## Work to complete
Please report how many lines in the items below contain the word "white", and give only that number. Case counts.

═════ The input

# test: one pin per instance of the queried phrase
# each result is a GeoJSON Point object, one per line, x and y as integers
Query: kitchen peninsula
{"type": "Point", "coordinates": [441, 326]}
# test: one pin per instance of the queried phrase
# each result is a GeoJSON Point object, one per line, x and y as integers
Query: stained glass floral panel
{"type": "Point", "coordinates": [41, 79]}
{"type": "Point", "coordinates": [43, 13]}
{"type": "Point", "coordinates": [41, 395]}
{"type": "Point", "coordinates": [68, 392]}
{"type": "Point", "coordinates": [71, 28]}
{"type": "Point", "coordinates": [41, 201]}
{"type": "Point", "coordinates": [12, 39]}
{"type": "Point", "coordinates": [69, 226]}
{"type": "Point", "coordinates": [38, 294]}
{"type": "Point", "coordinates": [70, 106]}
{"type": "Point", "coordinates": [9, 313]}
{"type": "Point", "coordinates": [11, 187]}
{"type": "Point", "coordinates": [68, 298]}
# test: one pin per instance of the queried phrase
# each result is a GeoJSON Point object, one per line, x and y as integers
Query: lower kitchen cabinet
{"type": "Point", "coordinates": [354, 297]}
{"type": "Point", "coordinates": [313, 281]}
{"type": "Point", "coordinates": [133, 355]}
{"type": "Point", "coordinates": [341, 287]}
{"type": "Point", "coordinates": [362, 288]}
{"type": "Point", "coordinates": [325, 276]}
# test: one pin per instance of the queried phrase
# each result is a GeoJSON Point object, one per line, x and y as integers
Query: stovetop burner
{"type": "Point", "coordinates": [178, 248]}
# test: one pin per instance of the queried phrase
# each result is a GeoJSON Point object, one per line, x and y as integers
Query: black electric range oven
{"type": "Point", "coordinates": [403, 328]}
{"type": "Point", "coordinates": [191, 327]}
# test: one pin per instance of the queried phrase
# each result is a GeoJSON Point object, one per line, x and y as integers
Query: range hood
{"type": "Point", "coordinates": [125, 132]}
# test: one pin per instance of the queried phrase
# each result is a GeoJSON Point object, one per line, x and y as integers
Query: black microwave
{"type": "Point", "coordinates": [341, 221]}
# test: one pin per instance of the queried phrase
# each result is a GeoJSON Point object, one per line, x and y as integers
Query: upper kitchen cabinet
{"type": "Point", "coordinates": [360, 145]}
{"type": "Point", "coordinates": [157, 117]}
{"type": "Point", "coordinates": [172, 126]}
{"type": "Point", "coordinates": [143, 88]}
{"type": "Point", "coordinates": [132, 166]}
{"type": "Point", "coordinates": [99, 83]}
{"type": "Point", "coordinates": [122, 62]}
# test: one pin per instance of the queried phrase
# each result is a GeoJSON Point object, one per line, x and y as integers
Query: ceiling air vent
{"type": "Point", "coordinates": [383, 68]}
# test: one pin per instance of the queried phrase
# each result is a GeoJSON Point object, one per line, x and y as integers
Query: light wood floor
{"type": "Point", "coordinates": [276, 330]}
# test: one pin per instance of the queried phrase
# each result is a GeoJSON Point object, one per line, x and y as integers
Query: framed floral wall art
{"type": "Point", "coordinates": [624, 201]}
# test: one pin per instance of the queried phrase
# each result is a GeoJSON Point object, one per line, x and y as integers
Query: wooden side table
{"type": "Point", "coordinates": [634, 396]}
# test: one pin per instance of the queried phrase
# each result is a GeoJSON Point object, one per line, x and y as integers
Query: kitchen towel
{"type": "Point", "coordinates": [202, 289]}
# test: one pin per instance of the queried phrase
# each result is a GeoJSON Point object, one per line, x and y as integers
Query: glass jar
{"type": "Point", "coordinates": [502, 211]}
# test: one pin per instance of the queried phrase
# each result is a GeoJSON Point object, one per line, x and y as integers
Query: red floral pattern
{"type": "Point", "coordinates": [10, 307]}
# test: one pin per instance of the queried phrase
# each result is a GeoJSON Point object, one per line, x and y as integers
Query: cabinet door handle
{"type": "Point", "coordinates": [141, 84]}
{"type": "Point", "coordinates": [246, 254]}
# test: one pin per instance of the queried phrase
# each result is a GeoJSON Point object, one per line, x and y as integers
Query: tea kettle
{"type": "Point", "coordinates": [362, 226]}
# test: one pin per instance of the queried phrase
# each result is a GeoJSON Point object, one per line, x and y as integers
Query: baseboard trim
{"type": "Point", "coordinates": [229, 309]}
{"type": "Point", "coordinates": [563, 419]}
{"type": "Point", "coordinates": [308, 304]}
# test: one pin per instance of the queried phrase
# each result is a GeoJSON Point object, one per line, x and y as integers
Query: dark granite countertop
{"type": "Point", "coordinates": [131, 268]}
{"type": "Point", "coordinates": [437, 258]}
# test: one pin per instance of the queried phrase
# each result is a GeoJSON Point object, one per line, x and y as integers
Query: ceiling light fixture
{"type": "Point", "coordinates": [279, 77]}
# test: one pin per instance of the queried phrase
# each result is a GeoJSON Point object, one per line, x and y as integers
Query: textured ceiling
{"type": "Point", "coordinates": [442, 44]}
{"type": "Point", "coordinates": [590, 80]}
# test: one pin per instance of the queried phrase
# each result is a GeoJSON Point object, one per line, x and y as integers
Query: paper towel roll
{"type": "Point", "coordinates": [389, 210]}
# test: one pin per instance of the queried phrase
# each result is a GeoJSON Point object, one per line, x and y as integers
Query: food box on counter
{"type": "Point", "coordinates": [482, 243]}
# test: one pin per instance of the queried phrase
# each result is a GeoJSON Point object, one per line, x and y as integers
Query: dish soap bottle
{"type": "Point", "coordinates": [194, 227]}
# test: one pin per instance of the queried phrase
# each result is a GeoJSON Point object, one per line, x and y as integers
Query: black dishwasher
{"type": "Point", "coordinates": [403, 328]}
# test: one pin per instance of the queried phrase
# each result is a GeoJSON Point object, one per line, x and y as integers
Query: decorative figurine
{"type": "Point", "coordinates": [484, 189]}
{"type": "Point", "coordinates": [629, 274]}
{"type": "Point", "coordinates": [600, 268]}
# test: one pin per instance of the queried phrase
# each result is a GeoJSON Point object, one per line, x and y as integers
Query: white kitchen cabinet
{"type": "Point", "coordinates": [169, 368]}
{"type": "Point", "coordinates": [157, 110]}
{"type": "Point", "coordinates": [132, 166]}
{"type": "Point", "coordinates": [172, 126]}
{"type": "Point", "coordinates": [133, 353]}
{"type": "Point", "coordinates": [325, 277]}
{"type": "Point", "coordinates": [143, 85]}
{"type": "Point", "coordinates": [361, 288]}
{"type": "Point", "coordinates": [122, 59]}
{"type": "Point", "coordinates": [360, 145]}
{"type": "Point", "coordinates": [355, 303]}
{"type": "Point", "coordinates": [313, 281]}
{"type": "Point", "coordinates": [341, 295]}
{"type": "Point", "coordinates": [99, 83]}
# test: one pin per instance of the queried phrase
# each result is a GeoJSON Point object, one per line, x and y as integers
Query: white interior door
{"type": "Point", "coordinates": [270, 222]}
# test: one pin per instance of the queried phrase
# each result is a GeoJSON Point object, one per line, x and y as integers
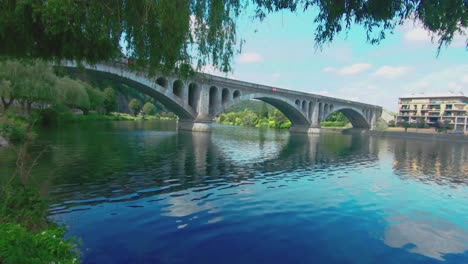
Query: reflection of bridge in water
{"type": "Point", "coordinates": [198, 100]}
{"type": "Point", "coordinates": [188, 161]}
{"type": "Point", "coordinates": [443, 162]}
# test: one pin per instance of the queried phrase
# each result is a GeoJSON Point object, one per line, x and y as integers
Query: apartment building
{"type": "Point", "coordinates": [432, 109]}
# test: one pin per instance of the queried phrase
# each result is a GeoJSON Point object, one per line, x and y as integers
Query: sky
{"type": "Point", "coordinates": [280, 52]}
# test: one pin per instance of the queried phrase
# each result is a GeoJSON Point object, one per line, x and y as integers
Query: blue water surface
{"type": "Point", "coordinates": [144, 193]}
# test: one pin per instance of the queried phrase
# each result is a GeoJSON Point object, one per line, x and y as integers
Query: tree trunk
{"type": "Point", "coordinates": [29, 104]}
{"type": "Point", "coordinates": [7, 104]}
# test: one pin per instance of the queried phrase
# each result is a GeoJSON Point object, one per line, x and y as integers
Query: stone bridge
{"type": "Point", "coordinates": [199, 100]}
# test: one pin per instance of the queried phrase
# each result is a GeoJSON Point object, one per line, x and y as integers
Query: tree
{"type": "Point", "coordinates": [5, 92]}
{"type": "Point", "coordinates": [135, 106]}
{"type": "Point", "coordinates": [73, 93]}
{"type": "Point", "coordinates": [149, 109]}
{"type": "Point", "coordinates": [29, 82]}
{"type": "Point", "coordinates": [96, 98]}
{"type": "Point", "coordinates": [110, 103]}
{"type": "Point", "coordinates": [172, 34]}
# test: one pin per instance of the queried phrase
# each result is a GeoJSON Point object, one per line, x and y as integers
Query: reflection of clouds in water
{"type": "Point", "coordinates": [250, 150]}
{"type": "Point", "coordinates": [184, 206]}
{"type": "Point", "coordinates": [429, 238]}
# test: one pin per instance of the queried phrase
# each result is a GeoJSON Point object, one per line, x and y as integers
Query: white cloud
{"type": "Point", "coordinates": [328, 69]}
{"type": "Point", "coordinates": [441, 82]}
{"type": "Point", "coordinates": [250, 57]}
{"type": "Point", "coordinates": [354, 69]}
{"type": "Point", "coordinates": [390, 72]}
{"type": "Point", "coordinates": [415, 33]}
{"type": "Point", "coordinates": [349, 70]}
{"type": "Point", "coordinates": [464, 79]}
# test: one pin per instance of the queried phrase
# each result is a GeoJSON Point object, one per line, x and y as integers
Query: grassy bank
{"type": "Point", "coordinates": [26, 235]}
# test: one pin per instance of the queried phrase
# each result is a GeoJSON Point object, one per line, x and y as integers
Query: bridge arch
{"type": "Point", "coordinates": [155, 87]}
{"type": "Point", "coordinates": [284, 105]}
{"type": "Point", "coordinates": [356, 117]}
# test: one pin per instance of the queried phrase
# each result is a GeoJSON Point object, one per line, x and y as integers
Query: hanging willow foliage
{"type": "Point", "coordinates": [175, 34]}
{"type": "Point", "coordinates": [162, 34]}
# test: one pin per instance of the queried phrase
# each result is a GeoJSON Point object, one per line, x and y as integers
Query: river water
{"type": "Point", "coordinates": [144, 193]}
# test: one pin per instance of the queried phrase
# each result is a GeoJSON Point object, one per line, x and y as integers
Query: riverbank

══════════

## Exercise solution
3